### Aufgaben
• A. Wie lange führen die westlichen Alliierten laut dem Text über Karzai und Mullah Omar schon Krieg am Hindukusch?
• B. Fasse den Absatz aus dem Text über Karzai und Mullah Omar, der mit „"Wenn ich Schutz für Mullah Omar will“ beginnt, als kurze Liste seiner wichtigsten Aussagen zusammen.
• C. Schreibe den Text über Karzai und Mullah Omar im Anschluss an seinen letzten Satz weiter.

### Lesetext
Das ist kaum nach dem Geschmack der westlichen Alliierten, die seit sieben Jahren Krieg am Hindukusch führen und die 2001 die Taliban und Mullah Omar aus dem Land vertrieben haben. Doch Karzai hat bemerkt, falls dem Westen seine Haltung nicht passe, könne dieser gerne gehen.
"Wenn ich Schutz für Mullah Omar will, hat die internationale Gemeinschaft zwei Möglichkeiten: mich abzusetzen oder abziehen, wenn sie nicht einverstanden ist." Das sind starke Worte für jemanden, der sein Amt vor allem der massiven Unterstützung durch den Westens zu verdanken hat und dessen Land sich ohne wirtschaftliche, politische und finanzielle Hilfe aus dem Westen längst aufgelöst hätte. Doch Karzai möchte damit vor allem ein Signal Richtung Washington aussenden, dass nach dem Abgang der Bush-Regierung eine neue Strategie für Afghanistan sucht. Denn Verhandlungen mit den Islamisten sind dort immer noch ein Tabu-Thema.

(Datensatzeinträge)
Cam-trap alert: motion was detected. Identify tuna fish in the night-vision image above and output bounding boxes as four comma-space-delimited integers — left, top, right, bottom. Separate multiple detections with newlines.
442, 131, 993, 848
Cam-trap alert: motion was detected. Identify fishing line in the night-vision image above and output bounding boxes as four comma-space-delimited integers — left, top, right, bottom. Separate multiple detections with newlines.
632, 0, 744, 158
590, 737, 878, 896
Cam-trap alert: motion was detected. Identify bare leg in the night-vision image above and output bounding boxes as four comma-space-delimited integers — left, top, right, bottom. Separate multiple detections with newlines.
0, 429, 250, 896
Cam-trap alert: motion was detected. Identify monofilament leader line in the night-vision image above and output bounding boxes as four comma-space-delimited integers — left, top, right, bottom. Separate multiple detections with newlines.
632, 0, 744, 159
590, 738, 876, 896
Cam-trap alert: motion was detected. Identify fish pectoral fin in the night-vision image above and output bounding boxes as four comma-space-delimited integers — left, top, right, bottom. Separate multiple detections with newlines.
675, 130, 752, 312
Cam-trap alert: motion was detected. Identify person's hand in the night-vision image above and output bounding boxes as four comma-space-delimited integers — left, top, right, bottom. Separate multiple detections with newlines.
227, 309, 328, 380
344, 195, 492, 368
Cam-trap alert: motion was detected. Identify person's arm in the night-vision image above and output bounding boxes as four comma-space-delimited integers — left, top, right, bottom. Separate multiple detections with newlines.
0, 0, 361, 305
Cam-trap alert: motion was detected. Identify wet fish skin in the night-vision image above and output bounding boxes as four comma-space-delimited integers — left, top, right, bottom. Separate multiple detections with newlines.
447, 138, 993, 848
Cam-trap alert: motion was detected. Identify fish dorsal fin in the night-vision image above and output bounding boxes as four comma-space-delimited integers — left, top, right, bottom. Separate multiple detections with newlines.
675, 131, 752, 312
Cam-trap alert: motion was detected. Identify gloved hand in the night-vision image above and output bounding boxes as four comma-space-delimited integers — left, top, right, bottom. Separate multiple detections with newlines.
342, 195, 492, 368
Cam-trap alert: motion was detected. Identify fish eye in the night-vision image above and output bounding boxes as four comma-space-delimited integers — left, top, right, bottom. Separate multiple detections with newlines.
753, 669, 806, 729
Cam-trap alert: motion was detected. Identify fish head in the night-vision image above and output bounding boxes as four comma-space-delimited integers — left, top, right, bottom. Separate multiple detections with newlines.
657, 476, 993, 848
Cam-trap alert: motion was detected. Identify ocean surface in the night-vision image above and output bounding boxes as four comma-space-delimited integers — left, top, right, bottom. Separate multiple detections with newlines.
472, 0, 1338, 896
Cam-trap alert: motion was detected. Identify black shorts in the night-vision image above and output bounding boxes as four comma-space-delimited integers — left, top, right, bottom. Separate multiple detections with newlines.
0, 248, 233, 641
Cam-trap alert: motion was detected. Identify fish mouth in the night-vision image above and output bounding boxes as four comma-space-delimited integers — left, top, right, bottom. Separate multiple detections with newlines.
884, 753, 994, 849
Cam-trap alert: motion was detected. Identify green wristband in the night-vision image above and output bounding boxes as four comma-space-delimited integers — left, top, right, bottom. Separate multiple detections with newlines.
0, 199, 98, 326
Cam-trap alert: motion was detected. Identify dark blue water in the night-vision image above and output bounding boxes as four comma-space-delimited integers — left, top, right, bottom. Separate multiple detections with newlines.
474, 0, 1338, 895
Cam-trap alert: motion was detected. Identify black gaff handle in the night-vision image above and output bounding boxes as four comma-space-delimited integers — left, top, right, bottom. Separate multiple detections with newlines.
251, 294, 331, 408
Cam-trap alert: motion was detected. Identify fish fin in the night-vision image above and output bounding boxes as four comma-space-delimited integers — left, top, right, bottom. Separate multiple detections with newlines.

### Lösungen
• A. Seit sieben Jahren.

• B.
- Karzai sagt: Will er Schutz für Mullah Omar, kann die internationale Gemeinschaft ihn entweder absetzen oder abziehen.
- Das sind starke Worte. Er verdankt sein Amt vor allem der massiven Unterstützung durch den Westen. Ohne westliche Hilfe hätte sich sein Land längst aufgelöst.
- Karzai will damit vor allem ein Signal nach Washington senden. Dort sucht man nach dem Abgang der Bush-Regierung eine neue Strategie für Afghanistan.
- Verhandlungen mit den Islamisten sind dort weiterhin ein Tabu-Thema.

• C.
Frust bei Alliierten
Das könnte sich bald ändern. Seit gut zwei Jahren hat Gewalt und Gesetzlosigkeit in Afghanistan zugenommen. Der Anstrengungen der Alliierten, den Krieg gegen Taliban und andere Aufständische zu gewinnen, scheinen ins Nichts zu laufen. Der britische Kommandeur Mark Carleton-Smith hatte vor kurzen seiner Frustration freien Lauf gelassen und offen erklärt, der Krieg sei nicht zu gewinnen und Gespräche mit den Taliban könnten ein wichtiger Schritt sein.
Auch der designierte US-Präsident Barack Obama hat sich für Gespräche mit den Taliban ausgesprochen - allerdings nur mit den moderaten. Das schließt Mullah Omar aus. Der einäugige Kommandant, der sich in Pakistan versteckt halten soll, ist kein echter Hoffnungsträger für Friedensverhandlungen. Omar, der unter anderem für die Zerstörung der unwiederbringlichen Buddha-Statuen von Bamyan aus dem 6. Jahrhundert verantwortlich war, ist ein Hardcore-Islamist, der Frauen in die Burqa zwang und vermeintlichen Dieben öffentlich die Hände abhacken ließ. Es ist schwer, sich ihn am Verhandlungstisch vorzustellen.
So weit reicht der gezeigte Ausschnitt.